• PAGE:
-=-=-

The fast-paced, high-stakes world of MEV has been compared to:
a “Dark Forest” in which predatory alien civilizations eviscerate each other
crypto’s version of high-frequency trading (HFT)
the mafia underworld
the symbiotic relationship between cleaner fish and sharks
MEV is like a soap opera, if the characters were all trading bots and crypto geeks. There are stories of bot-vs-bot battles, complex heists, and millions of dollars made and lost in seconds. If that doesn’t make you curious to learn more, idk what will. Let’s dive in.
Level 1: Normie
MEV is the potential profit that’s available to whoever builds the blocks in a blockchain. “Building a block” means looking at all the transactions users have submitted and deciding which ones should be added to the next block, and in what order.
MEV originally stood for “miner extractable value” since it’s miners who race to create blocks in proof-of-work (PoW) blockchains like Bitcoin and Ethereum. But as Ethereum transitions to proof-of-stake (PoS) and other PoS chains gain market share, the term had to be updated since PoS chains replace miners with validators. It’s now been renamed to “maximal extractable value” to encompass all the various parties that create blocks.
How does MEV work?
MEV is all about exploiting the privilege of being able to include, exclude, re-order, or insert transactions into the next block.
Block builders make this decision by looking at the transactions in the mempool — an off-chain collection of pending transactions hoping to be included in the next few blocks, sort of like a virtual waiting area — and determining how they can strategically arrange the transactions to earn the greatest profit. Profit-maximizing strategies can be benign (e.g. builders prioritizing transactions that offer fees for being included) or more problematic (e.g. if the builder observes a profitable trade, they can front-run it by including their own copy of the transaction first).

-=-=-

• CHALLENGES:
- A) Transcribe the MEV article word for word, taking everything from "The fast-paced, high-stakes" down to "high-frequency trading (HFT)".
- B) According to the MEV article, what did MEV originally stand for?
- C) Put this sentence from the MEV article into Spanish: "MEV is the potential profit that’s available to whoever builds the blocks in a blockchain."

• GIVEN DATA:
-=-=-

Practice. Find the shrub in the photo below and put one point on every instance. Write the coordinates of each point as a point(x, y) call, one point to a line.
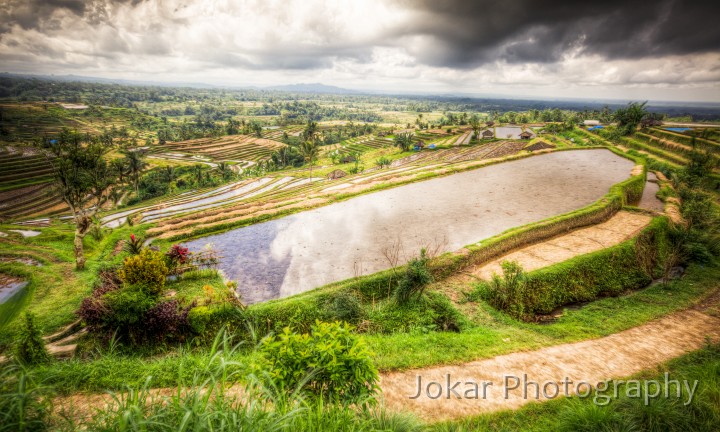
point(344, 306)
point(127, 307)
point(133, 246)
point(417, 276)
point(507, 292)
point(29, 345)
point(177, 256)
point(166, 320)
point(147, 268)
point(330, 361)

-=-=-

• EXPECTED RESPONSES:
- A)
The fast-paced, high-stakes world of MEV has been compared to:
a “Dark Forest” in which predatory alien civilizations eviscerate each other
crypto’s version of high-frequency trading (HFT)

- B) Miner extractable value.

- C) El MEV es la ganancia potencial que está disponible para quien construya los bloques de una cadena de bloques.